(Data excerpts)
-- Opening Marker --
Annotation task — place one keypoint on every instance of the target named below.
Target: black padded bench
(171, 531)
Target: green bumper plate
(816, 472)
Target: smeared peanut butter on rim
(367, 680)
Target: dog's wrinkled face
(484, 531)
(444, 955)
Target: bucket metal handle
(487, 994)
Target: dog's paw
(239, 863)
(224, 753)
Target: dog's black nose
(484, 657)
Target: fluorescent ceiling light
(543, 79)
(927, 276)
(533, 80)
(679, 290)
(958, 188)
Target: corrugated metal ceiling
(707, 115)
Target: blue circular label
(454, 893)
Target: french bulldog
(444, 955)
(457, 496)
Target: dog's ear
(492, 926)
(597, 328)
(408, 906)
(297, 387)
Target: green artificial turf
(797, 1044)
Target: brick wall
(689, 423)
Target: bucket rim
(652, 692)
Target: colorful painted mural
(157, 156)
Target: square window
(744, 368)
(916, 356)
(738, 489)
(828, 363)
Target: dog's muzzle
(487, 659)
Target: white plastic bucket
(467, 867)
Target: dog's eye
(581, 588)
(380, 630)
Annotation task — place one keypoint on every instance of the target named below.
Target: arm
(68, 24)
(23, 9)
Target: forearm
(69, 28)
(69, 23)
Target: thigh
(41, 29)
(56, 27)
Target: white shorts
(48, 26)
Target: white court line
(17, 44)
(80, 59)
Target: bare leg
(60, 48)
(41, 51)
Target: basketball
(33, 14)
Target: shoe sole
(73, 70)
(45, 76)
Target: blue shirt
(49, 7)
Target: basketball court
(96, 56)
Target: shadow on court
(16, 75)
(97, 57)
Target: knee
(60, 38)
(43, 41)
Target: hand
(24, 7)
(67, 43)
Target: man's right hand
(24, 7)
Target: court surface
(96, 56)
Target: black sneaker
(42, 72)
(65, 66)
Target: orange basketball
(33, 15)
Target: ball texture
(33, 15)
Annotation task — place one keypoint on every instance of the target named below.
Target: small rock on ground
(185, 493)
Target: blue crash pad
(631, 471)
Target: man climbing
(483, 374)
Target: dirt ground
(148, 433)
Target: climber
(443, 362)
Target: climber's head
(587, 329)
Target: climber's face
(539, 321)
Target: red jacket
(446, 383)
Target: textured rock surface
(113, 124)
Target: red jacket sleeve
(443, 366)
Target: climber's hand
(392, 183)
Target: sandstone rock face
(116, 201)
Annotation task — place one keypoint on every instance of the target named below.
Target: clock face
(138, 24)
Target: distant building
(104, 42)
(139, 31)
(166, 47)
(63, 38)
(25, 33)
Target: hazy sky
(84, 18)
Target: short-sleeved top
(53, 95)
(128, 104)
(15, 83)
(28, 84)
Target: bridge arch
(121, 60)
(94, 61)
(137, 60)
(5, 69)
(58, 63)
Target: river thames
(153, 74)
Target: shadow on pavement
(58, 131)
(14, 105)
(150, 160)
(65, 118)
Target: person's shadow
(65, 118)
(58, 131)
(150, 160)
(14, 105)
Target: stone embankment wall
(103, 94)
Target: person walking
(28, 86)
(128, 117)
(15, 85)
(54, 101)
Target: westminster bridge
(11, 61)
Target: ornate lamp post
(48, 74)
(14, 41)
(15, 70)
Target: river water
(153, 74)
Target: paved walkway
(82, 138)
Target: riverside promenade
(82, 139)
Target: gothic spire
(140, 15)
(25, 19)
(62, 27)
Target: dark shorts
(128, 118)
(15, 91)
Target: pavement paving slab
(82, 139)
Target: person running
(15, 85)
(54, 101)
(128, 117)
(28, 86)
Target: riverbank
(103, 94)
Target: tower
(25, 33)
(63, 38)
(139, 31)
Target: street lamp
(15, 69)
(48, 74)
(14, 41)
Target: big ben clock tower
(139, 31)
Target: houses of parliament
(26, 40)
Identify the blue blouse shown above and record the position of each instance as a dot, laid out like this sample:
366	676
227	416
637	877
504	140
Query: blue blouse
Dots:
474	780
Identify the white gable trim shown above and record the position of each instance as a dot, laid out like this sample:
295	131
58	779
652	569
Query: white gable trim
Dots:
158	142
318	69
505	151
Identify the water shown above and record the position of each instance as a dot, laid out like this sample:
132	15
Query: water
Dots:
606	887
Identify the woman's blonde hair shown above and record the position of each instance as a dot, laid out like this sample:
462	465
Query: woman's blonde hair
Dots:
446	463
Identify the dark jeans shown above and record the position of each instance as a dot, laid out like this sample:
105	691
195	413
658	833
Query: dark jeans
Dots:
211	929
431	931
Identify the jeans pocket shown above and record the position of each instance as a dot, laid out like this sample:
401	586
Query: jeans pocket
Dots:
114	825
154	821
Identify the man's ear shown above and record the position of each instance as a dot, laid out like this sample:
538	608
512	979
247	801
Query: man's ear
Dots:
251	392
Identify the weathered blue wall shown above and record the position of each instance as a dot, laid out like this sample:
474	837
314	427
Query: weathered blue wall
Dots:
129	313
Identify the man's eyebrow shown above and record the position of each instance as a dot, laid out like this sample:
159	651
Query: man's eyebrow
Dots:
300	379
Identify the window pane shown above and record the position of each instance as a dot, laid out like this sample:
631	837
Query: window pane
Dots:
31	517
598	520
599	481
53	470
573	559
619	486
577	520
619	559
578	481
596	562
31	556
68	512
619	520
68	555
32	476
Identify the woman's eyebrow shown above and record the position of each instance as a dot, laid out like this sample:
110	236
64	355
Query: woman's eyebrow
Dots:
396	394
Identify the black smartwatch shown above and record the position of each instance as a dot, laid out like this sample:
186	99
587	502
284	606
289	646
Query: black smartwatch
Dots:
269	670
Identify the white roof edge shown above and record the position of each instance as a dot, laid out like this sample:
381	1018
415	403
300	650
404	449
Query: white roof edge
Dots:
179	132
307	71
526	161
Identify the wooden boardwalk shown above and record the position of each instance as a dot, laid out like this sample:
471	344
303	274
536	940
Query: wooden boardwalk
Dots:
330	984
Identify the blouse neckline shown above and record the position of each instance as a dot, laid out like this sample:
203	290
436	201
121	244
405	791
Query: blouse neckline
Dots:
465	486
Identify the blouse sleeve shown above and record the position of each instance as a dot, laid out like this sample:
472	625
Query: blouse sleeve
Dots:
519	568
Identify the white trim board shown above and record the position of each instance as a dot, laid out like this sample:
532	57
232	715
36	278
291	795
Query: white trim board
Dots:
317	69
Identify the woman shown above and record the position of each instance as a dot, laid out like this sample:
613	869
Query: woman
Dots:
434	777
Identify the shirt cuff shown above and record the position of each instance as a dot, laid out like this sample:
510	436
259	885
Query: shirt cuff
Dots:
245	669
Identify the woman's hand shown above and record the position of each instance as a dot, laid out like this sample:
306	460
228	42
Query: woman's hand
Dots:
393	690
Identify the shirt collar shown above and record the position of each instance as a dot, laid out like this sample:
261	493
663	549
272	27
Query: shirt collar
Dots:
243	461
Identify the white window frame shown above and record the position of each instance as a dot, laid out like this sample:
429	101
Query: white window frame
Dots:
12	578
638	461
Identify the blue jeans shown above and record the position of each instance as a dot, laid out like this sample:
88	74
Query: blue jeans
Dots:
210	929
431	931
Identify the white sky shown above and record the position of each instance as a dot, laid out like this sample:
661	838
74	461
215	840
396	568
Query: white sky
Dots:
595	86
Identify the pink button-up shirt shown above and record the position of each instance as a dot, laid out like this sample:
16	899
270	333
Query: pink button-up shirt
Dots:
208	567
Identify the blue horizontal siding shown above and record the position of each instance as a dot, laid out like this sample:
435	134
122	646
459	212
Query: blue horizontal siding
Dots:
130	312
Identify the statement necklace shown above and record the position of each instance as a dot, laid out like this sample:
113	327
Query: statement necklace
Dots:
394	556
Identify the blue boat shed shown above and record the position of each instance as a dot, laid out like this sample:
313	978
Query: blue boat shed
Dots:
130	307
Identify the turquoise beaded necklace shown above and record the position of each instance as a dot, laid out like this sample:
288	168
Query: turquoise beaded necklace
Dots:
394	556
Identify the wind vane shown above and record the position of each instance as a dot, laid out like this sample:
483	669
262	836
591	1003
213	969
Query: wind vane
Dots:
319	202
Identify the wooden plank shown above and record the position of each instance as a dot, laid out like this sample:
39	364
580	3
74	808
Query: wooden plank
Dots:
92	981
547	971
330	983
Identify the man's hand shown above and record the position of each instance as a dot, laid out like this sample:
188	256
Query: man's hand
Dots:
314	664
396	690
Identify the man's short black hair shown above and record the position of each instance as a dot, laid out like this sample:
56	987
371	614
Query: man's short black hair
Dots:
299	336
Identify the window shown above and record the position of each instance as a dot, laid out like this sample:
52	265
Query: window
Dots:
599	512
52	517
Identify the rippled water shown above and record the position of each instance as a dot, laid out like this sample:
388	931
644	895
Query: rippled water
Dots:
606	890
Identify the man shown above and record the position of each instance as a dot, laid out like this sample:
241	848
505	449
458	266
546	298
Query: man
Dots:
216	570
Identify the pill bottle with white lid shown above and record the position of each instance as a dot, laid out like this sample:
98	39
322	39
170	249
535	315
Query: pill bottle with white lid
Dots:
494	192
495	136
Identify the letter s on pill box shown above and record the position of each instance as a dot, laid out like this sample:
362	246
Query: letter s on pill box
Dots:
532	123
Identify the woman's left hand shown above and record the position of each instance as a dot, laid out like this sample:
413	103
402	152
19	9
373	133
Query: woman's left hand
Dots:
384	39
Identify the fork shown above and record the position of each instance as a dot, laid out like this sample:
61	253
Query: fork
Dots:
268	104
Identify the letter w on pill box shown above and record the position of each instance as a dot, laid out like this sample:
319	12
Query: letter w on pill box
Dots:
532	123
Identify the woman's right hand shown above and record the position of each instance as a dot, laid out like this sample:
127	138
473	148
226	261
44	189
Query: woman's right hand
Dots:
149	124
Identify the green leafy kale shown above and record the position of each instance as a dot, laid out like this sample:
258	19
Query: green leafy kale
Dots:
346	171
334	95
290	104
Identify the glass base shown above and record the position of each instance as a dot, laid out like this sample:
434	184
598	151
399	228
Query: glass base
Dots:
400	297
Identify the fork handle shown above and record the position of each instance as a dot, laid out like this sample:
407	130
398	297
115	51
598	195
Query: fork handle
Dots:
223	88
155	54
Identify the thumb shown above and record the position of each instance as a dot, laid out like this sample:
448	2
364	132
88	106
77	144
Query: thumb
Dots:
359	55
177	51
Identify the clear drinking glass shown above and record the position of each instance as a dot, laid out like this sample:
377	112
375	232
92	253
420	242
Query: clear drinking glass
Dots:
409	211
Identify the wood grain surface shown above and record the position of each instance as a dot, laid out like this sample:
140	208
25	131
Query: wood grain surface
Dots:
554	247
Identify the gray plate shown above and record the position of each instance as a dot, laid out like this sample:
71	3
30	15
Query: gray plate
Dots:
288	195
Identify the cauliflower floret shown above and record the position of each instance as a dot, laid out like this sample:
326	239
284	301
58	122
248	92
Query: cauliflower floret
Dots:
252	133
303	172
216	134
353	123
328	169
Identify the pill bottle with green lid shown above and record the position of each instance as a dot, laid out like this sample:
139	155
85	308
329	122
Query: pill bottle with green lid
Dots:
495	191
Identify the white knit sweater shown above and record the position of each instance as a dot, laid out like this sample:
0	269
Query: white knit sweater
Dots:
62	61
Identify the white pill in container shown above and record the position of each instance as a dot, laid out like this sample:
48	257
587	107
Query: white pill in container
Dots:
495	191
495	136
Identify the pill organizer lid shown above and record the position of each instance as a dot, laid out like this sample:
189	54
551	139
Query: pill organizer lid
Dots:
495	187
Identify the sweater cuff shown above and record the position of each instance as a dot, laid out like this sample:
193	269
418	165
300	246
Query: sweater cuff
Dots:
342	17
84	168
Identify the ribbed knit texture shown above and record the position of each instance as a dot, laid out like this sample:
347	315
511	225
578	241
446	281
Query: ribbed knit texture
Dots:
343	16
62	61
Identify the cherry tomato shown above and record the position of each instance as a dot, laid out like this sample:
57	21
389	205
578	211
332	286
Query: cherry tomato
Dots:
-- Closing Marker --
■ What you have to do:
Among the entries, copy every line containing the word "siding".

■ Exercise response:
Identify the blue horizontal siding shown above and record the position of each instance as a dot, laid out like this sample:
Query: blue horizontal siding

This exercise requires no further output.